→ WORK REQUEST: Each line below should be written out again without any change.

→ SUPPLIED DATA:
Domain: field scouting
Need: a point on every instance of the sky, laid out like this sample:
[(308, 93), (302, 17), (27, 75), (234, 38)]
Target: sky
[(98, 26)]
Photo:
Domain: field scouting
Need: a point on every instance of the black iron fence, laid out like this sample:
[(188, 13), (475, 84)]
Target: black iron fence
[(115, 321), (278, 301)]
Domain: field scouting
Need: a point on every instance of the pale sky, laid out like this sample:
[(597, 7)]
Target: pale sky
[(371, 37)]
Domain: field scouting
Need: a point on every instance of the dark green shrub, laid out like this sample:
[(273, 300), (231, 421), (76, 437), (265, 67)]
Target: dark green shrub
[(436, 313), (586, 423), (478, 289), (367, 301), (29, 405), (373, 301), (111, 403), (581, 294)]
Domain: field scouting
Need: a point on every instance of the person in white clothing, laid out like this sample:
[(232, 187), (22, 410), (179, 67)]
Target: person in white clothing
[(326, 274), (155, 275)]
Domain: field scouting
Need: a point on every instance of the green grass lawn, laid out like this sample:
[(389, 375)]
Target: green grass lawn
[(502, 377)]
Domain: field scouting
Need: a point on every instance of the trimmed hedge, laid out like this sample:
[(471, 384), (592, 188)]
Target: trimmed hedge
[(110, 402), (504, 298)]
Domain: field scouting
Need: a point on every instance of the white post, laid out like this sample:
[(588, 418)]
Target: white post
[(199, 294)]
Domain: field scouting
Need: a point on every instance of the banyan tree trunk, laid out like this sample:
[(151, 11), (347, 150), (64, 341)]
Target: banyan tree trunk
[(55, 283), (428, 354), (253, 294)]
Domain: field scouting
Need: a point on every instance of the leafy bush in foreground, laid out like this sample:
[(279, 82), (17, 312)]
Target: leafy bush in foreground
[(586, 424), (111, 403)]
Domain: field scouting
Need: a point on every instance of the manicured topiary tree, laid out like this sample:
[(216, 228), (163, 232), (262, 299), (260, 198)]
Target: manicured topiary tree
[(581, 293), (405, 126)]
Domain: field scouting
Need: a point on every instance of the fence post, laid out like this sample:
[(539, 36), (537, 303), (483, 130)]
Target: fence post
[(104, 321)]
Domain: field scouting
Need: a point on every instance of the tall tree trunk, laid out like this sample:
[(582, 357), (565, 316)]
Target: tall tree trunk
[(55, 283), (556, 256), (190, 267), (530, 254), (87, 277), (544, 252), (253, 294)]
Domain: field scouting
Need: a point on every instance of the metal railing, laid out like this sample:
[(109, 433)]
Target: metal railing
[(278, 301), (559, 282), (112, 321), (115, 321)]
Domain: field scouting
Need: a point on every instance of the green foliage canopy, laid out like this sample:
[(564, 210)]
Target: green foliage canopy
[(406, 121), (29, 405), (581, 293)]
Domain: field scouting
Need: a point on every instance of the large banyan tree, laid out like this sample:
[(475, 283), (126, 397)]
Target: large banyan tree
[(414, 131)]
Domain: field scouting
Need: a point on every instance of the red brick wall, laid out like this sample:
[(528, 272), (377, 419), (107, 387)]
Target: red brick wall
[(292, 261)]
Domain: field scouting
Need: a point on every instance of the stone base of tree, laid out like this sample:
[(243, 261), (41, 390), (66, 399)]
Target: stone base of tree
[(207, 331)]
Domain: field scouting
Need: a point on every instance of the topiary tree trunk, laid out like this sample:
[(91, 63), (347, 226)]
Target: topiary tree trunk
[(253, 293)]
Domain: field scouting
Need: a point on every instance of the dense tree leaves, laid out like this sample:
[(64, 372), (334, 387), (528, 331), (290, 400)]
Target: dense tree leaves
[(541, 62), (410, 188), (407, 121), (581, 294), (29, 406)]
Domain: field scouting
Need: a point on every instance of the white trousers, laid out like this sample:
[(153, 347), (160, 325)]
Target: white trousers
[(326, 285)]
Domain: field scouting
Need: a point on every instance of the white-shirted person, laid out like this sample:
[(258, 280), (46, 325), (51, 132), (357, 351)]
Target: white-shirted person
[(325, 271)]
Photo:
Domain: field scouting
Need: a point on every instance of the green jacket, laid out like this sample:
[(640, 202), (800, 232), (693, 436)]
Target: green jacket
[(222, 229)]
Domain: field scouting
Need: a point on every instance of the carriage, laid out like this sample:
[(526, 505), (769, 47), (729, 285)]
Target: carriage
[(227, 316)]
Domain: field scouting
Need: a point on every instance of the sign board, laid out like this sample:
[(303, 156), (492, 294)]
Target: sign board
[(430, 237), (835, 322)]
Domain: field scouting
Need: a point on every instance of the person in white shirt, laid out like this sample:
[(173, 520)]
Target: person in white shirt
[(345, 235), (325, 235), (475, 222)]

→ SOLUTION BELOW:
Domain: field scouting
Need: a point on every instance of the sky, laid out like this sample:
[(308, 93), (302, 17), (27, 75), (234, 38)]
Target: sky
[(98, 26)]
Photo:
Domain: field scouting
Need: a point on every instance of the black iron fence, laid out like this sample:
[(188, 13), (475, 84)]
Target: black iron fence
[(115, 321), (278, 301)]
Domain: field scouting
Need: a point on every instance of the pale sky, laid out like this sample:
[(597, 7)]
Target: pale sky
[(371, 37)]
Domain: field scouting
Need: a point on every instance of the dark green shrub, laid out like this sample:
[(273, 300), (231, 421), (76, 437), (265, 67)]
Target: dark green shrub
[(436, 313), (586, 423), (478, 289), (367, 301), (29, 405), (373, 301), (111, 403), (581, 294)]
Domain: field scouting
Need: a point on every instance of the person in white clothing, laid out like this sample:
[(232, 187), (22, 410), (179, 67)]
Target: person in white clothing
[(326, 274), (155, 275)]
Domain: field scouting
Need: a point on every instance of the green grass lawn, laid out like this sample:
[(389, 375)]
Target: green grass lawn
[(502, 377)]
Domain: field scouting
Need: a point on every instance of the trimmed hedge, laid out like this sample:
[(471, 384), (592, 188)]
Target: trimmed hedge
[(110, 402), (504, 298)]
Domain: field scouting
Need: a point on every instance of the white post, laid out like this sample:
[(588, 418)]
Target: white post
[(199, 294)]
Domain: field scouting
Need: a point on every instance of the banyan tree trunk, laid out like this sample:
[(151, 11), (347, 150), (64, 341)]
Target: banyan tree trunk
[(55, 283), (428, 354), (253, 294)]
Domain: field scouting
Need: a point on every instance of the leafy bush in foreground, laid out like this sample:
[(279, 82), (17, 312)]
Target: leafy bush in foreground
[(586, 424), (111, 403)]
Domain: field scouting
Need: a point on every instance of the manicured topiary tree, laid out like this sample:
[(216, 228), (163, 232), (262, 299), (260, 198)]
Target: manicured topiary tree
[(581, 293), (405, 126)]
Domain: field scouting
Need: a point on every instance of the fence post, laid out like this sample:
[(539, 36), (537, 303), (483, 130)]
Target: fence post
[(104, 321)]
Domain: field scouting
Need: a point on every instance of the tall tree trunk, laid out like this sample:
[(582, 357), (565, 316)]
Target: tall tree trunk
[(55, 283), (556, 256), (190, 267), (530, 254), (87, 277), (544, 252), (253, 294)]
Domain: field scouting
Need: a point on every instance of the metal railing, laid out like this sample:
[(109, 433)]
Target: metal railing
[(278, 301), (559, 282), (112, 321), (115, 321)]
Domain: field scouting
Need: a point on every instance of the green foliage canopy, laid out like this sample:
[(564, 210)]
Target: green foliage canopy
[(406, 121), (29, 405), (581, 293)]
Domain: field scouting
Need: a point on every instance of the large banyan tree, laid out like this sample:
[(475, 283), (126, 397)]
Target: large banyan tree
[(414, 131)]
Domain: field scouting
Need: a point on every instance of the red brick wall, laid out like this sample:
[(528, 272), (377, 419), (107, 387)]
Target: red brick wall
[(292, 261)]
Domain: field scouting
Need: a point on every instance of the stone base of tree, laid out like this sample:
[(243, 261), (41, 390), (66, 399)]
Target: stone base of tree
[(207, 331)]
Domain: field scouting
Need: a point on every instance of the topiary tree trunk, laid out like this sample:
[(91, 63), (347, 226)]
Target: topiary tree trunk
[(253, 293)]
Domain: field scouting
Need: a point on every instance of the dense tree leaves, laid out like this sample:
[(64, 372), (334, 387), (528, 331), (290, 400)]
Target: dense tree leaves
[(541, 62), (410, 188), (407, 121), (581, 294), (29, 406)]
Domain: field scouting
Need: a point on every instance of the white trousers, laid out like this sample:
[(153, 347), (160, 325)]
Target: white trousers
[(326, 285)]
Domain: field scouting
Need: a point on every instance of the white-shirted person, laid out like this sample:
[(258, 280), (46, 325), (51, 132), (357, 351)]
Target: white-shirted person
[(325, 271)]
Photo:
Domain: field scouting
Need: a point on every instance of the green jacket, laid out like this sample:
[(640, 202), (800, 232), (693, 436)]
Target: green jacket
[(222, 229)]
Domain: field scouting
Need: a point on every instance of the carriage, laid out like this sample:
[(526, 505), (769, 47), (729, 285)]
Target: carriage
[(227, 316)]
Domain: field scouting
Need: a point on every instance of the sign board, laid out like this sample:
[(303, 156), (492, 294)]
Target: sign board
[(430, 237), (835, 322)]
Domain: field scouting
Need: a point on every instance of the person in white shirt, laid out like this sample:
[(173, 520)]
Target: person in white shirt
[(345, 235), (325, 235), (475, 222)]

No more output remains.